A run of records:

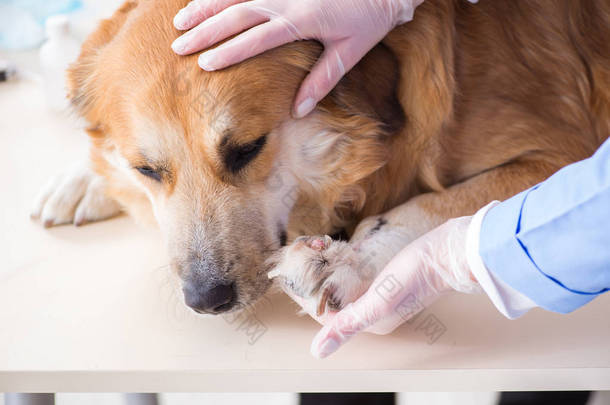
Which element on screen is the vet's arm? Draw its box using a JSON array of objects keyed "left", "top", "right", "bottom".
[
  {"left": 472, "top": 140, "right": 610, "bottom": 316},
  {"left": 311, "top": 140, "right": 610, "bottom": 357}
]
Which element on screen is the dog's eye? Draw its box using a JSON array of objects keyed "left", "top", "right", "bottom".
[
  {"left": 224, "top": 135, "right": 267, "bottom": 173},
  {"left": 136, "top": 166, "right": 161, "bottom": 181}
]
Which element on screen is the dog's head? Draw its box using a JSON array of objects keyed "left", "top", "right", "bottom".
[{"left": 70, "top": 0, "right": 403, "bottom": 313}]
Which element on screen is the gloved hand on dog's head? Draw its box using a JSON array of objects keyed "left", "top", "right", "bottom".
[{"left": 172, "top": 0, "right": 423, "bottom": 118}]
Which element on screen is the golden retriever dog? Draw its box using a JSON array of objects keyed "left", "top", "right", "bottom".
[{"left": 33, "top": 0, "right": 610, "bottom": 314}]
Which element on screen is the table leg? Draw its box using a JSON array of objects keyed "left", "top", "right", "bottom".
[
  {"left": 4, "top": 393, "right": 55, "bottom": 405},
  {"left": 123, "top": 393, "right": 159, "bottom": 405}
]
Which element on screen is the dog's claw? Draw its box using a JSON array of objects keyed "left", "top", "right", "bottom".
[{"left": 316, "top": 287, "right": 332, "bottom": 316}]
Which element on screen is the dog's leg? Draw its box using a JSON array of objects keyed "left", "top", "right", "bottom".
[
  {"left": 269, "top": 162, "right": 557, "bottom": 316},
  {"left": 31, "top": 162, "right": 121, "bottom": 227}
]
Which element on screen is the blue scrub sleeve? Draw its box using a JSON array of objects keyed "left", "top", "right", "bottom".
[{"left": 479, "top": 139, "right": 610, "bottom": 313}]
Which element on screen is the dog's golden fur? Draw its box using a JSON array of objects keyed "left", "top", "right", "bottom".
[{"left": 55, "top": 0, "right": 610, "bottom": 308}]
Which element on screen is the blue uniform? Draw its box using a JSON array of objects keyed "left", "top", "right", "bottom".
[{"left": 479, "top": 139, "right": 610, "bottom": 313}]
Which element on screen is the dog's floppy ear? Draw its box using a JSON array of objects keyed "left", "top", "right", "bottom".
[
  {"left": 68, "top": 0, "right": 138, "bottom": 114},
  {"left": 327, "top": 44, "right": 405, "bottom": 134}
]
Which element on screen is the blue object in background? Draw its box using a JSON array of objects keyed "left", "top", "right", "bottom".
[{"left": 0, "top": 0, "right": 83, "bottom": 50}]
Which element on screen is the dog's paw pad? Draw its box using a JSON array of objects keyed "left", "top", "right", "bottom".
[
  {"left": 268, "top": 236, "right": 366, "bottom": 316},
  {"left": 30, "top": 164, "right": 121, "bottom": 228}
]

## WRITTEN PROBLEM:
Rewrite the stretch from the line containing "Which element on screen is the blue scrub" through the end of the records, keeping every request line as it is. Add 64 to each bounding-box coordinate in the answers.

## TASK ANSWER:
Which element on screen is the blue scrub sleeve? Draw its box using a JSON array of objects keyed "left", "top", "right", "bottom".
[{"left": 543, "top": 203, "right": 674, "bottom": 377}]
Which element on screen is the dog's golden fur? Draw its box using a JSON array of objects keyed "left", "top", "right", "bottom".
[{"left": 119, "top": 64, "right": 674, "bottom": 372}]
Which element on screen is the blue uniform? Draw its box using a JSON array of objects keyed "left", "top", "right", "bottom".
[{"left": 543, "top": 203, "right": 674, "bottom": 377}]
Which element on screen is the dog's floppy ear? Draw its box using a JSON array of objects keyed "left", "top", "right", "bottom".
[
  {"left": 132, "top": 64, "right": 202, "bottom": 178},
  {"left": 391, "top": 108, "right": 469, "bottom": 198}
]
Which element on screen is the blue object in background? Draw its box using a JSON array of objects keyed "left", "top", "right", "bottom".
[{"left": 64, "top": 64, "right": 147, "bottom": 114}]
Which element on screen is the dog's paw pad? Draw its box using a JSON array of objects keyed "left", "top", "right", "bottom".
[
  {"left": 332, "top": 300, "right": 430, "bottom": 380},
  {"left": 94, "top": 228, "right": 185, "bottom": 292}
]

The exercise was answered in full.